§ **Task goal**
Gather every line in the data below that contains the word "crumbling", and copy each one unchanged.

§ **Records for the task**

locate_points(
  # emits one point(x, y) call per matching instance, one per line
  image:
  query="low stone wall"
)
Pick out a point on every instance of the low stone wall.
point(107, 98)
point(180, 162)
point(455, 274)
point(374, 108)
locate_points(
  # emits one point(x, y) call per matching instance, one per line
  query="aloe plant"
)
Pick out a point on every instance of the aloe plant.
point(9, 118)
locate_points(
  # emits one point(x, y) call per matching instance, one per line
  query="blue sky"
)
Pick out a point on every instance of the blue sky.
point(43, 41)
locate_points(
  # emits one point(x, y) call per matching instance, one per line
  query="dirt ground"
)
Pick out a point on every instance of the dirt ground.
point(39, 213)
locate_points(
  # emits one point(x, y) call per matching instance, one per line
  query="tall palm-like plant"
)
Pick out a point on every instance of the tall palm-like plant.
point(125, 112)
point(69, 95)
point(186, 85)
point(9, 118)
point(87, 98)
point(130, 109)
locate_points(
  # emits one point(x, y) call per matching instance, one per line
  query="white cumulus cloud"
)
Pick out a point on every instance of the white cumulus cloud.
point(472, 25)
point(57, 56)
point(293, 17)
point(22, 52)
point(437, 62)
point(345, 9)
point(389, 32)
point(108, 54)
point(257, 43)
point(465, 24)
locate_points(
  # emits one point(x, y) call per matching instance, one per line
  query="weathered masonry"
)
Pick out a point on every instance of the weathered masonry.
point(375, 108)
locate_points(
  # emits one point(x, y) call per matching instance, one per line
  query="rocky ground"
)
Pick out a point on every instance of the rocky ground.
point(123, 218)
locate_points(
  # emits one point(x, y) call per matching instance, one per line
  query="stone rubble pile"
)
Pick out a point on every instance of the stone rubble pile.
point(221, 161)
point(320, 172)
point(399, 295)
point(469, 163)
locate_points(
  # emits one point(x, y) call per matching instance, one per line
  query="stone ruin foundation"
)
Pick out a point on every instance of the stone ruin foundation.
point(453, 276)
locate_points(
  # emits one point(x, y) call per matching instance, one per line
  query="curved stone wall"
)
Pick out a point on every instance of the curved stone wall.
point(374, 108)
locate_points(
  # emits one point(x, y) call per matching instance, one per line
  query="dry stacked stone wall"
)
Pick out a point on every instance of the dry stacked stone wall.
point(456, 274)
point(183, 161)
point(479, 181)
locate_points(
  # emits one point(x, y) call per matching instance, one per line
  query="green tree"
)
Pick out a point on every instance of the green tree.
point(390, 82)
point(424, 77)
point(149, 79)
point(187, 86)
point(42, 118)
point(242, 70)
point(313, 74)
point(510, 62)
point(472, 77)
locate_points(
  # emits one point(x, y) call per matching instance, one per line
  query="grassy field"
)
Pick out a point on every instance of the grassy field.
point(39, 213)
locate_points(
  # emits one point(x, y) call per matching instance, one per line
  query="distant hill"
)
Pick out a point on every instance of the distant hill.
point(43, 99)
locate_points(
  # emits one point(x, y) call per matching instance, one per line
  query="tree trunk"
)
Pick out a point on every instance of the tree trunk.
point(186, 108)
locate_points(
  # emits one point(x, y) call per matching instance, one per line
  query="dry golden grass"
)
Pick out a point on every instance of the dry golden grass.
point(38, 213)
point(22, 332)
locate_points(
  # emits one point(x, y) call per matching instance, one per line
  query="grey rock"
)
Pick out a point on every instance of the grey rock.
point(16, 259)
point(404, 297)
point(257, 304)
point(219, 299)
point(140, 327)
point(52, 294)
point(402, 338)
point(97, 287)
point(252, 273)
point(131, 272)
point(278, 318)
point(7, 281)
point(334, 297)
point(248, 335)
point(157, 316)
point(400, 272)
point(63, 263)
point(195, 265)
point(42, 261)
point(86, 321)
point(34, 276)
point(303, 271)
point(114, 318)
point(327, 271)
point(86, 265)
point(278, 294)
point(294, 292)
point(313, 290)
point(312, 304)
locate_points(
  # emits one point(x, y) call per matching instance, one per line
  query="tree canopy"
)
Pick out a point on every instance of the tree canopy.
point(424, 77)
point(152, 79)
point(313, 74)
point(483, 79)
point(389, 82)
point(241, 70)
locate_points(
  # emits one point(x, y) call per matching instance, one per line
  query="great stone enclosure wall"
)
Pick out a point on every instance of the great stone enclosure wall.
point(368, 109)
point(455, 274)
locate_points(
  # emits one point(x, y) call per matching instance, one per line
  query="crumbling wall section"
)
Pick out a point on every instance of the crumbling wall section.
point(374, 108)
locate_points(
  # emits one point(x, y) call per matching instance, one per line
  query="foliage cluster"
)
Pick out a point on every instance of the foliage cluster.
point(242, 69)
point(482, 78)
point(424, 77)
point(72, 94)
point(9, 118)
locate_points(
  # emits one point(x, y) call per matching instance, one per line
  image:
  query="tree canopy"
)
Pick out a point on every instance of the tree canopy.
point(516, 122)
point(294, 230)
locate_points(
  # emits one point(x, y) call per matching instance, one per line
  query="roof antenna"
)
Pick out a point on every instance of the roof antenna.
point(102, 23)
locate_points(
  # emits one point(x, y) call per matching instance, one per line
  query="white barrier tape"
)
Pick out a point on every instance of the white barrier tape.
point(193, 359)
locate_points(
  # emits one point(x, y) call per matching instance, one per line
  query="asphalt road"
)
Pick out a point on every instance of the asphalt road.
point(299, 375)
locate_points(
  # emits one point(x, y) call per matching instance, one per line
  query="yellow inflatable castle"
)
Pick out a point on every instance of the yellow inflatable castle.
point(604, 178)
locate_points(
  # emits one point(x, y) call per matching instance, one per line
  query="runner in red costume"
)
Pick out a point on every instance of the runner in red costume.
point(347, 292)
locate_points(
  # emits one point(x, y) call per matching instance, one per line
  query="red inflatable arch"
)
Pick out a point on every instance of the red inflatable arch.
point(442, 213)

§ **Exercise solution**
  query="crumbling wall section"
Pick out a point on every instance of the crumbling wall section.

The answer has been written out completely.